● **TASK STATEMENT**
Write out every record in full, exactly as written, please.

● **RECORDS**
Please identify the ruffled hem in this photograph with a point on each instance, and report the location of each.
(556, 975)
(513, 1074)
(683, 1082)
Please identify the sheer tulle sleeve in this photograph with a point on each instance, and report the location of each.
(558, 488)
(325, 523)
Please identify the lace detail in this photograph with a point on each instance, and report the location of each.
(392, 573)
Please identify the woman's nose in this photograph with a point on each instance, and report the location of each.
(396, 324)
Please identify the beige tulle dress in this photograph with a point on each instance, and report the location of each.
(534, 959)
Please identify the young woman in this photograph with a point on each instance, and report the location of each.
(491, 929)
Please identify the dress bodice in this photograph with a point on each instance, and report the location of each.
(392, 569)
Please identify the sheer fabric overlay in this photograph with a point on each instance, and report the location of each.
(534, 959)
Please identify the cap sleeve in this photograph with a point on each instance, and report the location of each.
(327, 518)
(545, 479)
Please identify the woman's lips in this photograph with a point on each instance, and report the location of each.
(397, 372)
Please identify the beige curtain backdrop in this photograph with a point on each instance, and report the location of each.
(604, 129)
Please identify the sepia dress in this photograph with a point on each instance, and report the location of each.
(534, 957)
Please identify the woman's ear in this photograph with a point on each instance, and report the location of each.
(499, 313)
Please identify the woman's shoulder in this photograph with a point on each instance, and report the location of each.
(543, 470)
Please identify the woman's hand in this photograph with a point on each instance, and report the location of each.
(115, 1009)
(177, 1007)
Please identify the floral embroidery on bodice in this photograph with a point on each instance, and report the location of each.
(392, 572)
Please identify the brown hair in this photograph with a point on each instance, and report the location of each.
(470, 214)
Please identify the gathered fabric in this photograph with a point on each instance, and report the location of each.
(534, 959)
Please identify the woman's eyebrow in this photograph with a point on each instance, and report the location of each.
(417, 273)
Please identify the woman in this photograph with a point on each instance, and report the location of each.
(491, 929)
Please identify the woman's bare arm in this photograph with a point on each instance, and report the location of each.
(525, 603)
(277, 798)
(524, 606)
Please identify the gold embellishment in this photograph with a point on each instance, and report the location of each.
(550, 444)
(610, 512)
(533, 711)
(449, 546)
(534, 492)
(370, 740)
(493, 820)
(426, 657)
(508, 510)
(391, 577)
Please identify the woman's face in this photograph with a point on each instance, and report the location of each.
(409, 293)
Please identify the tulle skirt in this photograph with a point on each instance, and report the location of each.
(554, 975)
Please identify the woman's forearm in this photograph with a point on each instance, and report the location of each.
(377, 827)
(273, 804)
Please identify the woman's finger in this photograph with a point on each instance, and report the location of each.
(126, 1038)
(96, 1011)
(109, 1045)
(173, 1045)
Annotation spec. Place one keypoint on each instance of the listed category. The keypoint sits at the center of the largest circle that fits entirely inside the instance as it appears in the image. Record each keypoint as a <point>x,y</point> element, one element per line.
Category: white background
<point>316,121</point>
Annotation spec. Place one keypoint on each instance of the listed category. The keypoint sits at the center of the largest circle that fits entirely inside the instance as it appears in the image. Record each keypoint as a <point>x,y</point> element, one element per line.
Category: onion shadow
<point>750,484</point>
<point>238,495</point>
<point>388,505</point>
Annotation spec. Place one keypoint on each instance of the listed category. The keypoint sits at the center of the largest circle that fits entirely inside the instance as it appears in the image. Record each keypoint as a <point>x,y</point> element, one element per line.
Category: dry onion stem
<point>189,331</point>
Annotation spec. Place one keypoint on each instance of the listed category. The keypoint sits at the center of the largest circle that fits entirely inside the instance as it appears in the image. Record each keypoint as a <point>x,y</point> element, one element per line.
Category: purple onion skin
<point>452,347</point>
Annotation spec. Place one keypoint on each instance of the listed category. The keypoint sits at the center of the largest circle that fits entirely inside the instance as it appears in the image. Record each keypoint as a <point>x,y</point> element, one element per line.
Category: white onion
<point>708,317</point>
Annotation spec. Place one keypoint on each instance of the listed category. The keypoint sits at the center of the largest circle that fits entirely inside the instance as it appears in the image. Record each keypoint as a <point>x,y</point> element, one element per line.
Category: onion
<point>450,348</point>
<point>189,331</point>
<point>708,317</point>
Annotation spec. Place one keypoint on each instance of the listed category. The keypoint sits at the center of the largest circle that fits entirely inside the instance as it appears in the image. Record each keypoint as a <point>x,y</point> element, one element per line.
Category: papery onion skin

● **WRITTEN ANSWER**
Please identify the ruffled hem in this photograph with a point on each instance, and report the location of each.
(556, 975)
(513, 1074)
(683, 1082)
Please identify the sheer tulle sleeve in this photograph with a point on each instance, and report the location of each.
(558, 488)
(325, 523)
Please identify the lace detail in this photograph with a point on each instance, and report the location of each.
(392, 573)
Please identify the woman's nose in this photograph with a point on each instance, and report the location of each.
(396, 324)
Please identify the beige tulle dress in this photograph with a point on each instance, and report the location of each.
(534, 959)
Please identify the young woman in this photograph with a point on each instance, and report the location of each.
(491, 929)
Please identify the dress bodice in this photograph with a point on each instance, and report the location of each.
(392, 569)
Please identify the sheer fabric overlay in this photograph with a point on each instance, and report the location of each.
(534, 959)
Please identify the cap sleeve in this photograph with a point on each instance, and report the location of each.
(327, 518)
(545, 479)
Please identify the woman's lips in this photograph with a point on each instance, and report the location of each.
(397, 372)
Please identify the beige curtain backdrop in this photograph with a point on each instance, and report the location of each.
(604, 129)
Please identify the sepia dress in this photograph with a point on each instance, and report the location of each.
(534, 957)
Please identify the woman's ear in this photograph with a point on each instance, and report the location of each.
(499, 313)
Please identify the woman's shoulder in this photograph with a point on each instance, and report the location of each.
(543, 470)
Please identify the woman's hand in this photograph with a point on each instance, and report the location of each.
(115, 1009)
(177, 1007)
Please identify the floral embroidery on bodice in this photograph with a point on each instance, and report the location of each.
(392, 572)
Please identify the brown hair in this photograph with a point on each instance, and report the location of each.
(470, 214)
Please identify the gathered fabric in this photograph with a point on each instance, and report the location of each.
(534, 959)
Please identify the woman's eyebrow in this photograph with a point on each instance, and report the location of each.
(417, 273)
Please identify the woman in this photograph with a point on each instance, and report the location of each.
(491, 929)
Please identify the woman's bare arm in this photograph with a point on each instance, and report the location of each.
(525, 603)
(277, 798)
(524, 606)
Please identify the gold embellishment in this photograph with a point on each instance, and report the location of each.
(550, 444)
(610, 512)
(533, 711)
(449, 546)
(534, 492)
(370, 740)
(493, 820)
(426, 657)
(508, 510)
(391, 577)
Please identify the woman's face in this photograph with a point on each instance, and report the location of each.
(409, 293)
Please identify the tulle skirt in this photograph with a point on each instance, and report the location of each.
(554, 975)
Please identify the woman's forearm in this photograph with a point on each instance, and report the location of each.
(377, 827)
(273, 804)
Please identify the woman's finger in this photograph with a point on each instance, and report the location of each.
(126, 1038)
(96, 1011)
(109, 1045)
(173, 1045)
Annotation spec. Place one keypoint on each instance of the listed category. The keypoint sits at the center of the largest circle that fits entirely inside the instance as it appears in the image. Record each keypoint as a <point>x,y</point> element, one element per line.
Category: white background
<point>316,121</point>
Annotation spec. Place one keypoint on each instance of the listed category. The keypoint sits at the center of the largest circle that fits entirely inside the instance as it appears in the image. Record each keypoint as a <point>x,y</point> element, one element per line.
Category: onion shadow
<point>750,484</point>
<point>238,495</point>
<point>388,505</point>
Annotation spec. Place one keypoint on each instance of the listed category. The keypoint sits at the center of the largest circle that fits entirely inside the instance as it appears in the image. Record each keypoint as a <point>x,y</point> element, one element per line.
Category: dry onion stem
<point>189,331</point>
Annotation spec. Place one keypoint on each instance of the listed category. The keypoint sits at the center of the largest circle that fits entirely inside the instance as it appears in the image. Record each keypoint as a <point>x,y</point> element, one element per line.
Category: purple onion skin
<point>452,347</point>
Annotation spec. Place one keypoint on each instance of the listed category. The keypoint sits at the center of the largest circle that fits entirely inside the instance as it appears in the image. Record each keypoint as a <point>x,y</point> element, one element per line.
Category: white onion
<point>708,317</point>
Annotation spec. Place one keypoint on each instance of the listed category. The keypoint sits at the center of the largest circle that fits entirely inside the instance as it appears in the image. Record each keypoint as a <point>x,y</point> element, one element per line.
Category: onion
<point>450,348</point>
<point>189,331</point>
<point>708,317</point>
Annotation spec. Place one keypoint on each instance of the listed category. The keypoint sits at the center of the largest circle that fits entirely inside the instance as it appears in the image. Record each keypoint as a <point>x,y</point> element, one element per line.
Category: papery onion skin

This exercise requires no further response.